EXERCISE INSTRUCTIONS
Please copy out each line of the entries in which "that" appears.

Stored data
=== Begin Enclosure ===

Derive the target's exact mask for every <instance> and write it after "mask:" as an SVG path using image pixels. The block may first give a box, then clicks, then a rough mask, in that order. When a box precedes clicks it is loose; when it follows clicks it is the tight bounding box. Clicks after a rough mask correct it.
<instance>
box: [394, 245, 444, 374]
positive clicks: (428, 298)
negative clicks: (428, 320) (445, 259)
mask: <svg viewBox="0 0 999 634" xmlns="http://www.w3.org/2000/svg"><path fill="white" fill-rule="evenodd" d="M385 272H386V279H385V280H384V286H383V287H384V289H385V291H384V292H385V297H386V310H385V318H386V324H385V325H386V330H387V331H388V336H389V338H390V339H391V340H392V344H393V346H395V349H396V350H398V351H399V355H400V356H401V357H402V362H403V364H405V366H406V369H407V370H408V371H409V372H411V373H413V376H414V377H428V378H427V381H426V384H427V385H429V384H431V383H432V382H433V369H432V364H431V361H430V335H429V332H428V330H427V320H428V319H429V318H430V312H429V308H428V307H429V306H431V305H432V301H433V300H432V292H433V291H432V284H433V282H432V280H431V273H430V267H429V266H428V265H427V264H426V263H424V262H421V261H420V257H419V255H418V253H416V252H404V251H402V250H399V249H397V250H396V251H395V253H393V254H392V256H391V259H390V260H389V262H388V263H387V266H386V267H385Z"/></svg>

=== End Enclosure ===
=== Begin Enclosure ===

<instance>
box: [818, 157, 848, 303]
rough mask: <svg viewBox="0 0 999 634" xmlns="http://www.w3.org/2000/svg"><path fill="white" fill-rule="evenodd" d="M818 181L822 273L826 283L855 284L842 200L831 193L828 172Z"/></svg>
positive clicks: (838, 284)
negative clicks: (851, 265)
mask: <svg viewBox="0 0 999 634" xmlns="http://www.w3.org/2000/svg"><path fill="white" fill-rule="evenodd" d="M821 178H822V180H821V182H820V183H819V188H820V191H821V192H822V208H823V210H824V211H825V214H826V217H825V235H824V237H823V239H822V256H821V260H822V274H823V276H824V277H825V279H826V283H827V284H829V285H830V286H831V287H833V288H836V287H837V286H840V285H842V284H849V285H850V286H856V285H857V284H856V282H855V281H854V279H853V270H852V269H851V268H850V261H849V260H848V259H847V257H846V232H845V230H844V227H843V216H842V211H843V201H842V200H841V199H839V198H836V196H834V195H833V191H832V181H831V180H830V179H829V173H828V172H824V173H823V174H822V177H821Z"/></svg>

=== End Enclosure ===
=== Begin Enclosure ===

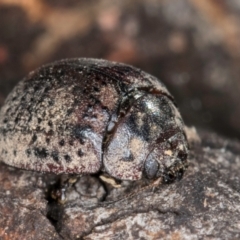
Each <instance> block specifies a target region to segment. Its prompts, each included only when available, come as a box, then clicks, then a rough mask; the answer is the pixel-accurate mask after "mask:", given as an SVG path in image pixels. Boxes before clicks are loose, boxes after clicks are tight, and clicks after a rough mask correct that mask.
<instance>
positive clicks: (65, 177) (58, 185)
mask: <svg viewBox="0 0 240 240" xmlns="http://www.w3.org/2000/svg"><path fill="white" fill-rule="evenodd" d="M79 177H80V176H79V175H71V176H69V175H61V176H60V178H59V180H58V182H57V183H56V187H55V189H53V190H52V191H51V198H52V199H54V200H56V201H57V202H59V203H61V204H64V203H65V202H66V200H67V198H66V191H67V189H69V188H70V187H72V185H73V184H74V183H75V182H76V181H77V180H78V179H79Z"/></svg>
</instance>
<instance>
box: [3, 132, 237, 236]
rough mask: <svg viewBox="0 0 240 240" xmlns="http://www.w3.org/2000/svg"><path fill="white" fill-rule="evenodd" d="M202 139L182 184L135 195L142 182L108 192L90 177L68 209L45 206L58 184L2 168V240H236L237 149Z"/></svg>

=== End Enclosure ===

ANSWER BOX
Derive the target's exact mask for every <instance> and write it after "mask:" as an SVG path using image pixels. The block may first give a box, then clicks, then a rough mask, in that order. When a box precedes clicks it is loose; when it follows clicks it is the tight bounding box. Clicks after a rough mask correct it.
Each <instance> block specifies a target region to segment. Its prompts, each included only when available, come as a box, then clicks, then a rough mask; the answer is the pixel-accurate mask after "mask:", given as an SVG path in image pixels. Boxes before clicks are loose, boxes after clicks are tight, and clicks after a rough mask correct that mask.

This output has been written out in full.